Paul D. Miller (DJ Spooky), From the multimedia project,
Manifesto for the People's Republic of Antarctica, 2008.
Poster 1 (detail). |
The exhibition will premier Paul D. Miller’s (DJ Spooky) new multimedia project, Manifesto for the People's Republic of Antarctica, which is based on his current work on the political and environmental issues surrounding Antarctica. The video project draws from archival footage of Russian and US explorations of Antarctica remixed with MIller's music and contemporary environmental themes. The installation will combine the new video work with a series of posters and graphics that comment on Antarctica as a contested continent with a long and often suppressed political history. [Preview images. Artist's resume.] |
Shepard Fairey
New Print Edition for the Exhibition

Shepard Fairey, Rose Girl, 2008. Limited edition screenprint. 24 x 18 in.
Available only at Irvine Contemporary for the exhibition.
Public Program:
Artists' Dialogue at the Corcoran Gallery of Art, Friday, October 17, 7PM
Art Meets Politics: Shepard Fairey and Al Farrow in Dialogue. Shepard Fairey and Al Farrow discuss their innovative work and reflect on the social and political issues that inspire them. Sarah Newman, Curator of Contemporary Art, Corcoran Gallery of Art, will moderate the discussion. A reception follows the program. [Click here for information and tickets.]
About the Artists
Shepard Fairey’s paintings and prints have been widely exhibited in galleries around the world, and his iconic street art, recognized worldwide under his Obey Giant identity, is now among the most widely known urban art of our time. His works are in the collections of the Museum of Modern Art, the Los Angeles County Museum of Art, the San Diego Museum of Contemporary Art, and the Victoria & Albert Museum, London. His work has been reviewed and featured in The New York Times, TIME, Salon.com, The Los Angeles Times, Wired, Juxtapoz, Swindle, and many other publications. Two monographs on the artist’s work and career have been published by Gingko Press: Obey: Supply and Demand (2006) and E Pluribus Venom (2008). Shepard Fairey will have a retrospective exhibition at the Boston Institute for Contemporary Art in February, 2009. Shepard Fairey is a graduate of the Rhode Island School of Design, and lives and works in Los Angeles.

[PROBLEM STATEMENT] Could you resume the gallery exhibition announcement above, writing on from its last sentence?

[DATASET CONTENT]

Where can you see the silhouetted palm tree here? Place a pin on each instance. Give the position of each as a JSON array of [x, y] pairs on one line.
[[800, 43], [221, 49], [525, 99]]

[THE OUTPUT]
Al Farrow has been a metal sculptor for 20 years, and his reliquaries and religious structures made from gun parts, bullets, and artillery shells, and human bone have been exhibited in San Francisco at the Catherine Clark Gallery, the Pulse-Miami art fair, and in major museums. His work is in many important collections around the world, including the San Francisco Museum of Modern Art, the De Young Museum, and major private collections in New York, Germany, Italy, and Hong Kong. The De Young Museum in San Francisco will present a solo exhibition of his works in November, 2008. Al Farrow lives and works in the San Francisco Bay area.
Paul D. Miller (DJ Spooky) is a conceptual artist, musician, and writer based in New York. Miller’s work as a media artist has been presented in multiple venues over the past ten years, including The Smithsonian Portrait Gallery (2008), The School of the Art Institute of Chicago (November, 2007), the Venice Biennale (2007), Palais de Tokyo, Paris (2004), the Whitney Biennial (2001), Mass MOCA (2003/2004), and the Los Angeles Museum of Contemporary Art (2002). As a musician, Miller has composed and recorded a huge volume of music (with a discography of over 100 titles), and he has collaborated with musicians and composers in almost every category from hip-hop, jazz, rock, electronic, and reggae to classical and conceptual. Miller has written two acclaimed books, Rhythm Science (MIT Press, 2004) and Sound Unbound, an anthology of writings on sound art and contemporary music (MIT Press, 2008). Miller is currently working on film and sound projects on Antarctica, both a feature film with original music, Terra Nova: the Antarctic Suite, and an editioned multimedia video and graphics project, Manifesto for The People's Republic of Antarctica, which will be presented in this exhibition.
For further information about available art works, please contact Lauren Gentile, Assistant Director & Director of Sales (lauren@irvinecontemporary.com). Phone: 202-332-8767.
Press and media contact: Martin Irvine, Director (martin@irvinecontemporary.com). Phone: 202-332-8767.
Press release in pdf | High-resolution image of Shepard Fairey's "Obama Hope" portrait (pdf)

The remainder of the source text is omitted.